Records:
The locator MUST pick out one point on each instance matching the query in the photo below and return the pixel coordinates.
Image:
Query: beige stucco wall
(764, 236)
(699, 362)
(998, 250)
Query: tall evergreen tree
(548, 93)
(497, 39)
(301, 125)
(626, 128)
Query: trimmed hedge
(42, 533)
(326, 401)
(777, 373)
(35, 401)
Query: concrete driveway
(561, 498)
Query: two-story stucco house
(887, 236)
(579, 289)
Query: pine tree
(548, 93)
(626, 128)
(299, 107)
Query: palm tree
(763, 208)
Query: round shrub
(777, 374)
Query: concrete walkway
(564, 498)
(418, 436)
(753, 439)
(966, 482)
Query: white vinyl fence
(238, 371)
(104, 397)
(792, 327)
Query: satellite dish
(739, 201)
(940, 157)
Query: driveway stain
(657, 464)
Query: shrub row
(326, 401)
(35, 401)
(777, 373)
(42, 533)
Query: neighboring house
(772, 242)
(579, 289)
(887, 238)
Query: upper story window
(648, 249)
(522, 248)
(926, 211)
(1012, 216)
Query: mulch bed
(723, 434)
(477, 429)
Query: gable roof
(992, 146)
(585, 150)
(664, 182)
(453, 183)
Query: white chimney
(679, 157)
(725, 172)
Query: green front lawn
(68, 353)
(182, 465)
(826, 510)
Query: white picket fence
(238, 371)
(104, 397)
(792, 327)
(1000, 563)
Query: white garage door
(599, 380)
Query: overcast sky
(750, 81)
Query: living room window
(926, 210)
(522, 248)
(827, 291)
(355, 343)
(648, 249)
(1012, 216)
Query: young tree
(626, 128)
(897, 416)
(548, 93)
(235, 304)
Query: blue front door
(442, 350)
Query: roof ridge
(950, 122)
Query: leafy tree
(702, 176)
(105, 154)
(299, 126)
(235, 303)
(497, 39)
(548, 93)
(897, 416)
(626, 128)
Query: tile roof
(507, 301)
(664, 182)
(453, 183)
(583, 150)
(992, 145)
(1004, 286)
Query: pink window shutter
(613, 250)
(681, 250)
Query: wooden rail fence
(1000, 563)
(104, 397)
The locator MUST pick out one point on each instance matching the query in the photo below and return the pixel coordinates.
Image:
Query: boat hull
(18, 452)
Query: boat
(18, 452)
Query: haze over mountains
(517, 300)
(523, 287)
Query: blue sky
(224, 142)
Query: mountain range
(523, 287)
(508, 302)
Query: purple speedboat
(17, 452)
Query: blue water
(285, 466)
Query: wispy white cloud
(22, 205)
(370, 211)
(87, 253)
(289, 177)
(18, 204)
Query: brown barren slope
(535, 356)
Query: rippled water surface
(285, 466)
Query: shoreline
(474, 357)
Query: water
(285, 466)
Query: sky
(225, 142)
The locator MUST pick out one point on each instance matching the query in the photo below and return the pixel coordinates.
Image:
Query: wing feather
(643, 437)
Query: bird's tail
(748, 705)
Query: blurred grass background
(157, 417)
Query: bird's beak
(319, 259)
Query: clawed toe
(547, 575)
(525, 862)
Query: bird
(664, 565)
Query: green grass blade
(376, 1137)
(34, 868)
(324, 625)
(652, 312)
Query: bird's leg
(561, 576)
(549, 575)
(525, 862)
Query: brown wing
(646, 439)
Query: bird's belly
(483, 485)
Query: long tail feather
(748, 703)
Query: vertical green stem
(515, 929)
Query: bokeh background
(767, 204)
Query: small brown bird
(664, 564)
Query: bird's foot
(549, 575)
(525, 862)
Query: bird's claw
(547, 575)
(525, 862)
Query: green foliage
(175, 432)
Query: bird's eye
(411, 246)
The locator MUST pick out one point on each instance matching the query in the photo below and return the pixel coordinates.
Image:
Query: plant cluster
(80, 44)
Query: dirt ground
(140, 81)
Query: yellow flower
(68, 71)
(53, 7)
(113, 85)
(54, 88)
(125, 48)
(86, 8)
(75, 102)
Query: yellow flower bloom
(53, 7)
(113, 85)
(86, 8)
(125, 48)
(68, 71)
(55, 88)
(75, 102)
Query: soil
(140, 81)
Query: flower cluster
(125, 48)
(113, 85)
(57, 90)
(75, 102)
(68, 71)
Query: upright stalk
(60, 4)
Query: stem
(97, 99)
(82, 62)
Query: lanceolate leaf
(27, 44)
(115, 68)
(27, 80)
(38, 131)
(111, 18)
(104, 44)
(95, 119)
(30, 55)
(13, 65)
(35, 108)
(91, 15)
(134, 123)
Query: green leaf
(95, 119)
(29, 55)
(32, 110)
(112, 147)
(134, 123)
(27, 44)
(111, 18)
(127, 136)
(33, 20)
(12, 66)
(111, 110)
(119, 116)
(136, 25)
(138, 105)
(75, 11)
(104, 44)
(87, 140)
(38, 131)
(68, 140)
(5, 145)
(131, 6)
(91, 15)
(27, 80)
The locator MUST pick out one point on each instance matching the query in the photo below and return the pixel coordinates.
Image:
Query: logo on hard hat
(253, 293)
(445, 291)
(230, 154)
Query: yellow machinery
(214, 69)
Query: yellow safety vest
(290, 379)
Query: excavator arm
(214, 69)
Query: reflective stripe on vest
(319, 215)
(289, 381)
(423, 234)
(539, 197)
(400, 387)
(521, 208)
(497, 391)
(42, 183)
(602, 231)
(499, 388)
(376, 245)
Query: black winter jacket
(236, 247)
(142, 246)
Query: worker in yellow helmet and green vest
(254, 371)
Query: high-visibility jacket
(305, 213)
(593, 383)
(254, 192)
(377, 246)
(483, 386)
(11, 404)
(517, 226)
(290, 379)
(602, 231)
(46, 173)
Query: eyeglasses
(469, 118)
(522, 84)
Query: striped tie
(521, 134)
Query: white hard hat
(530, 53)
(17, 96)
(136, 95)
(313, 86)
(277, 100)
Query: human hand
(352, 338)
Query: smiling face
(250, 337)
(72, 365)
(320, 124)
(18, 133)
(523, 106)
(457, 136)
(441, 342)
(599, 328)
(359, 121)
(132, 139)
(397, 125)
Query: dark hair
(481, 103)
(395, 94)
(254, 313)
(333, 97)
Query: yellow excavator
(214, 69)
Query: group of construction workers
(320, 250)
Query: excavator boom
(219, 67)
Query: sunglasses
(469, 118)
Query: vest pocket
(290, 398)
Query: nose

Task to carry out: Your task is to transcribe the line containing "Query: black winter jacket" and every line after it, through the last line of the data, exactly as written and with nothing more.

Finished exercise:
Query: black winter jacket
(236, 247)
(142, 246)
Query: worker in yellow helmet and green vest
(254, 371)
Query: high-visibility jacket
(305, 213)
(593, 383)
(254, 192)
(377, 246)
(483, 386)
(11, 404)
(517, 226)
(290, 379)
(602, 231)
(46, 173)
Query: eyeglasses
(469, 118)
(522, 84)
Query: striped tie
(521, 134)
Query: white hard hat
(530, 53)
(17, 96)
(136, 95)
(313, 86)
(277, 100)
Query: human hand
(352, 338)
Query: smiling face
(250, 337)
(72, 365)
(320, 124)
(18, 133)
(523, 106)
(457, 136)
(441, 342)
(599, 328)
(359, 121)
(132, 139)
(397, 125)
Query: dark hair
(481, 103)
(395, 94)
(254, 313)
(333, 97)
Query: yellow excavator
(214, 69)
Query: group of construction workers
(320, 250)
Query: excavator boom
(219, 67)
Query: sunglasses
(469, 118)
Query: vest pocket
(290, 398)
Query: nose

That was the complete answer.